→ **What is needed**
Reproduce the enforcement ruling below word for word, from its heading through its final sentence.

→ **Excerpted text**

★ ★ ★ ★

Ruling, January 14, 2008


In the Matter of the Alleged Violations of Articles 17 and 27 of the Environmental Conservation Law; Article 12 of the Navigation Law; and Titles 6 and 17 of the Official Compilation of Codes, Rules and Regulations of the State of New York,

- by -




DEC File No. R2-20070405-162


-- Alison H. Crocker, Deputy Commissioner and General Counsel (John K. Urda of counsel), for the Department of Environmental Conservation

-- DL Rothberg & Associates, P.C. (Deborah L. Rothberg of counsel), for respondent


Staff of the New York State Department of Environmental Conservation ("Department") commenced this administrative enforcement proceeding against respondent Gramercy Wrecking and Environmental Contractors, Inc., by service of a notice of hearing and complaint, both dated October 18, 2007. The complaint alleges that respondent violated provisions of articles 17 and 27 of the Environmental Conservation Law ("ECL"), article 12 of the Navigation Law and titles 6 and 17 of the Official Compilation of Codes, Rules and Regulations of the State of New York ("6 NYCRR" and "17 NYCRR," respectively). The violations alleged by staff include, inter alia, operation of an unauthorized solid waste disposal facility, illegal discharge of petroleum into the waters of the State and failure to register a petroleum bulk storage facility. The complaint alleges that the violations occurred at 55-02 2nd Street, Long Island City (the "site").

Respondent filed an answer, dated November 7, 2007, wherein respondent generally denies the allegations set forth in the complaint, or denies having sufficient knowledge or information to form a belief as to the allegations, and asserts six affirmative defenses. By notice and affirmation ("staff affirmation"), both dated November 16, Department staff filed a motion "for an order striking, or directing clarification of, the affirmative defenses raised by the respondent" (staff affirmation, ¶ 1). Respondent opposed the motion by affirmation ("respondent affirmation"), dated November 26 and enclosed therewith a first amended answer.1

For the reasons set forth below, Department staff's motion to strike or clarify respondent's affirmative defenses is granted in part and denied in part.

★ ★ ★ ★

→ **Dataset rows**
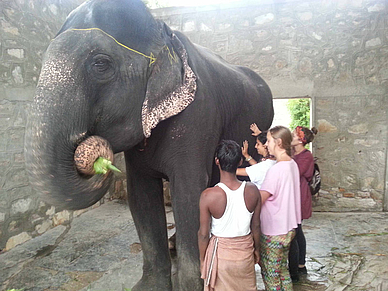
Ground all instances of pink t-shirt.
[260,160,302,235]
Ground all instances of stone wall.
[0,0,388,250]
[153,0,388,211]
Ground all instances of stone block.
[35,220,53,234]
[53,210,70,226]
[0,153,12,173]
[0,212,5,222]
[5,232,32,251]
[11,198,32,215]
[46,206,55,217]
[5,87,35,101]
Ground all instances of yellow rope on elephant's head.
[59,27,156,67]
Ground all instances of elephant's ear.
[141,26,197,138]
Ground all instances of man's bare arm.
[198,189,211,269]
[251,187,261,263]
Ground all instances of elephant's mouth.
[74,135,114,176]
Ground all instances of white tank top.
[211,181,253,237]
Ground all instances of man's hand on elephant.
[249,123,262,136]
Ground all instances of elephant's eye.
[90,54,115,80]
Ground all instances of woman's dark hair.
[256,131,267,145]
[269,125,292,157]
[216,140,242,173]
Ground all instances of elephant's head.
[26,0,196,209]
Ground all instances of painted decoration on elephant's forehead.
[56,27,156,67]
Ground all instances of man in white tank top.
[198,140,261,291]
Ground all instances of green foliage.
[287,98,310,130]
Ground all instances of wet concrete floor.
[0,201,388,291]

★ ★ ★ ★

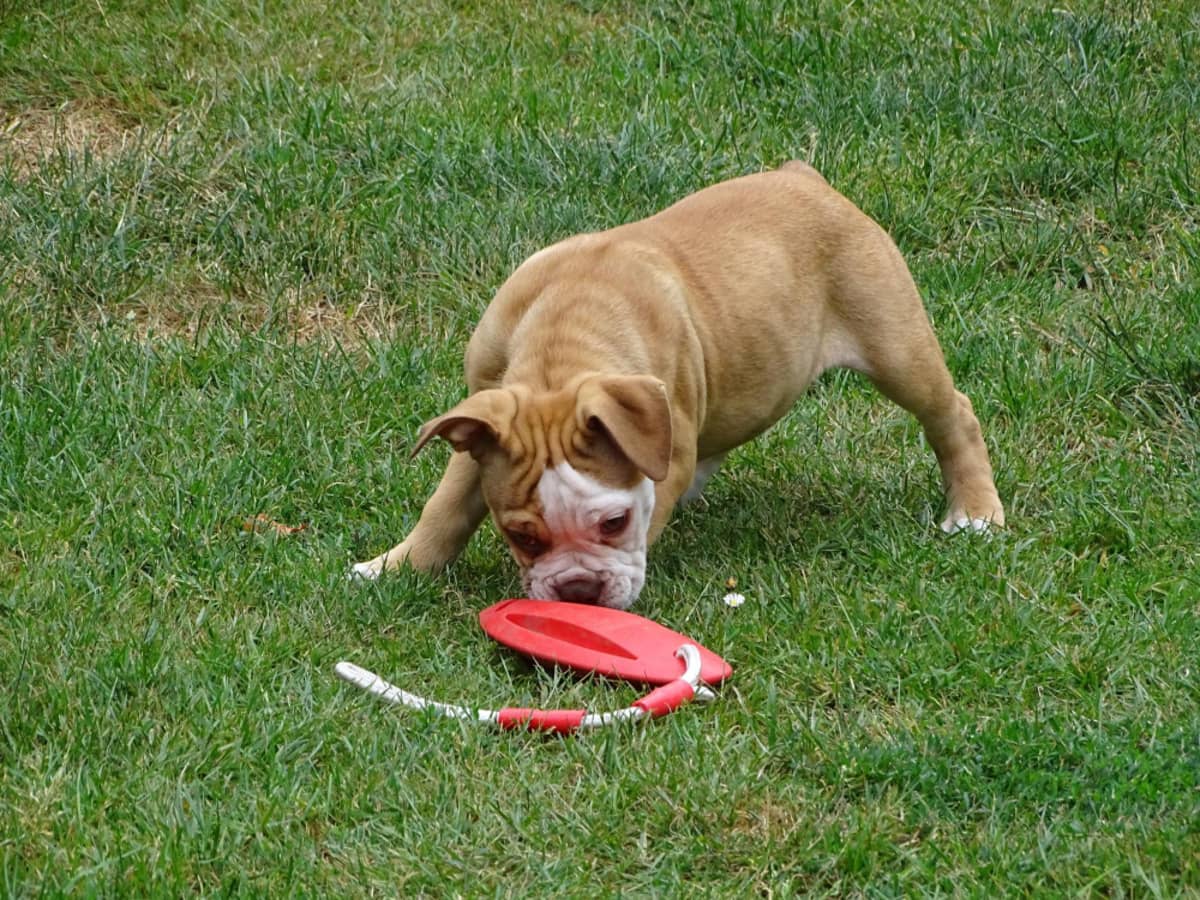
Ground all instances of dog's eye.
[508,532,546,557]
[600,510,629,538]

★ ★ ★ ★

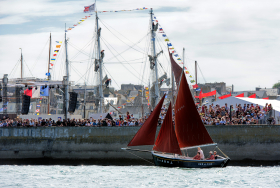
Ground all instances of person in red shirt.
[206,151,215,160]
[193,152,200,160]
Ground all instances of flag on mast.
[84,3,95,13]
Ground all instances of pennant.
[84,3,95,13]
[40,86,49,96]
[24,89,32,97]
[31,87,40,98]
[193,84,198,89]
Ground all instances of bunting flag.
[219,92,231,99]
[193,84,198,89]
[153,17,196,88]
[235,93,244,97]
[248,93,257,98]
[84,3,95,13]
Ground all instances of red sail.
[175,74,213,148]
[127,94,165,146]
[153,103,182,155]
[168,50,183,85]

★ ★ ★ ★

→ **Exercise output**
Ruling, January 14, 2008


In the Matter of the Alleged Violations of Articles 17 and 27 of the Environmental Conservation Law; Article 12 of the Navigation Law; and Titles 6 and 17 of the Official Compilation of Codes, Rules and Regulations of the State of New York,

- by -




DEC File No. R2-20070405-162


-- Alison H. Crocker, Deputy Commissioner and General Counsel (John K. Urda of counsel), for the Department of Environmental Conservation

-- DL Rothberg & Associates, P.C. (Deborah L. Rothberg of counsel), for respondent


Staff of the New York State Department of Environmental Conservation ("Department") commenced this administrative enforcement proceeding against respondent Gramercy Wrecking and Environmental Contractors, Inc., by service of a notice of hearing and complaint, both dated October 18, 2007. The complaint alleges that respondent violated provisions of articles 17 and 27 of the Environmental Conservation Law ("ECL"), article 12 of the Navigation Law and titles 6 and 17 of the Official Compilation of Codes, Rules and Regulations of the State of New York ("6 NYCRR" and "17 NYCRR," respectively). The violations alleged by staff include, inter alia, operation of an unauthorized solid waste disposal facility, illegal discharge of petroleum into the waters of the State and failure to register a petroleum bulk storage facility. The complaint alleges that the violations occurred at 55-02 2nd Street, Long Island City (the "site").

Respondent filed an answer, dated November 7, 2007, wherein respondent generally denies the allegations set forth in the complaint, or denies having sufficient knowledge or information to form a belief as to the allegations, and asserts six affirmative defenses. By notice and affirmation ("staff affirmation"), both dated November 16, Department staff filed a motion "for an order striking, or directing clarification of, the affirmative defenses raised by the respondent" (staff affirmation, ¶ 1). Respondent opposed the motion by affirmation ("respondent affirmation"), dated November 26 and enclosed therewith a first amended answer.1

For the reasons set forth below, Department staff's motion to strike or clarify respondent's affirmative defenses is granted in part and denied in part.